— Задание —
Какую программу, согласно источнику, приняла для себя «партия нового типа»?

— Источник —
Если он принимал всерьез свою миссию быть вождем всех униженных и угнетенных, в таком отождествлении не должно было бы быть ничего оскорбительного.
Его `партия нового типа" с удивительной последовательностью приняла для себя - а затем и провела в жизнь - смердяковскую программу, включая и отцеубийство. Она ошеломляющим образом победила всюду, где нарушила общепринятые в русском интеллигентском обществе стереотипы и нашла несчетное множество слабых мест в русской имперской традиции. На короткое время она воплотила смердяковское понимание жизни и справедливости с такой впечатляющей силой, что добилась искреннего соучастия значительной части побежденных. Тогда это тоже называлось перестройкой, и все возможные смыслы этого лингвистического совпадения еще не оценены современниками.

— Записи —

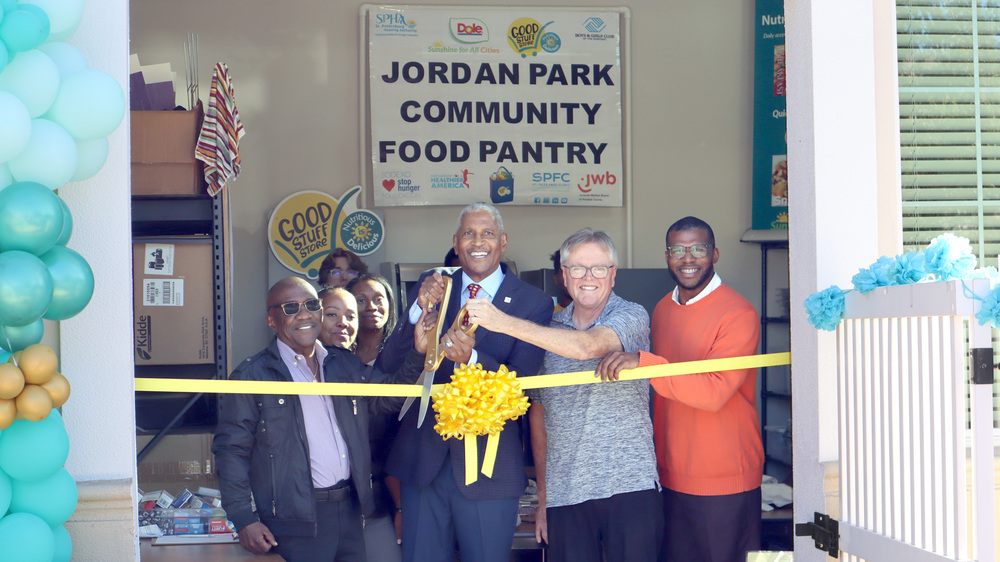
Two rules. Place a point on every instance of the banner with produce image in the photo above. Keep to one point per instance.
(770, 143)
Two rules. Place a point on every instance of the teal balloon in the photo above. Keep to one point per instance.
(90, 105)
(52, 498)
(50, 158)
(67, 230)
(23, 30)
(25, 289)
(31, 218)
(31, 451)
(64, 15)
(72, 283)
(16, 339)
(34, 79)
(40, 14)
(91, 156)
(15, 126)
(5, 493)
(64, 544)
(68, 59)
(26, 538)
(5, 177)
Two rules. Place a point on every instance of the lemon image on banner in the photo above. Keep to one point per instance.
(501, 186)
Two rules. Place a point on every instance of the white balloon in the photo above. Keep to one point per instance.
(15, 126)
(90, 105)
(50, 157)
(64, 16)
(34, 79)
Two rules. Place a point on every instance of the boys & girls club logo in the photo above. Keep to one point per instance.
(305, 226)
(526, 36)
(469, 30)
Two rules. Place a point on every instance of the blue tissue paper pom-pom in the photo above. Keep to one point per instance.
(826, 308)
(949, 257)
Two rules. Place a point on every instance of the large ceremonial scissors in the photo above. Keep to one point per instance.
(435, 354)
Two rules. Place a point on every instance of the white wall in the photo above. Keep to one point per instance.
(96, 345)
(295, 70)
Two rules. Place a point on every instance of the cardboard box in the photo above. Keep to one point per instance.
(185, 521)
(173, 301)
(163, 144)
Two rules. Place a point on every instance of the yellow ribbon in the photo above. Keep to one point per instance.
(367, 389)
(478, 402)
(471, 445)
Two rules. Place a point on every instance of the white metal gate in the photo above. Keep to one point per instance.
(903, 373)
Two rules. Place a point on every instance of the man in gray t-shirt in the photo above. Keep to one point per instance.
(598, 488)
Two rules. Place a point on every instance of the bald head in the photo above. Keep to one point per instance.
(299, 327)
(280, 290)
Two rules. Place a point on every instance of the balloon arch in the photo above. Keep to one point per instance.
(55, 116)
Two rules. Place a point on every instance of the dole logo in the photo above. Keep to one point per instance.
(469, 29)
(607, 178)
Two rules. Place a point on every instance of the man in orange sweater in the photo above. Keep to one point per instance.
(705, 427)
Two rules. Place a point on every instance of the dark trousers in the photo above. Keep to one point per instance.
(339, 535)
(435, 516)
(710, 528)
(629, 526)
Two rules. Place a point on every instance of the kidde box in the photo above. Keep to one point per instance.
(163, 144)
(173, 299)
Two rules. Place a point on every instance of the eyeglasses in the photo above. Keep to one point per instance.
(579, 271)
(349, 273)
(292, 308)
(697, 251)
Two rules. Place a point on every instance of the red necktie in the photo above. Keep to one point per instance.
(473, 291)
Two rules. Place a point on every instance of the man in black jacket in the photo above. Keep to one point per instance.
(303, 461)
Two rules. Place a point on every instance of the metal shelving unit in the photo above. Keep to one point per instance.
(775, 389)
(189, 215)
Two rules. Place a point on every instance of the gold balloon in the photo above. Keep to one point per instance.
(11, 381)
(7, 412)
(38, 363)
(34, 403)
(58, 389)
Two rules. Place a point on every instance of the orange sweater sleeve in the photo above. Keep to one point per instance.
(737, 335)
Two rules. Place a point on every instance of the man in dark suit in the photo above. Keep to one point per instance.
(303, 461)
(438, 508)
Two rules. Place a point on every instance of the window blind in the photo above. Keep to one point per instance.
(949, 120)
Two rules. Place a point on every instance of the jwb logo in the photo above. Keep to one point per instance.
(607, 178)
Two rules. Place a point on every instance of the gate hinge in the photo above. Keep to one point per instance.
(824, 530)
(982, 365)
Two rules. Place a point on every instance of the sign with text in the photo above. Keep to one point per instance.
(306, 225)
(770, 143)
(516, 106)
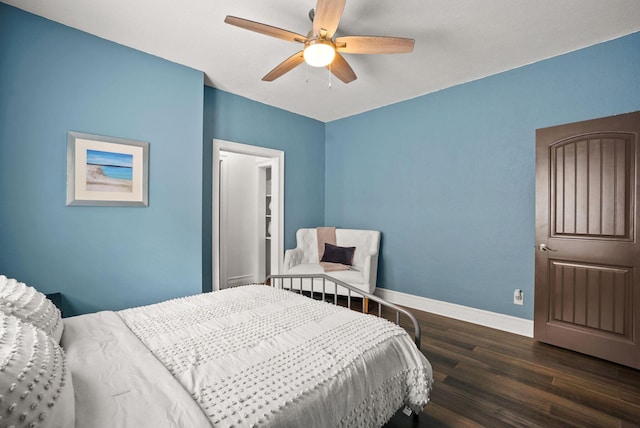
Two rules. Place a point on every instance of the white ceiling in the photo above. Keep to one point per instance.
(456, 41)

— Ответ —
Смердяковскую программу, включая и отцеубийство.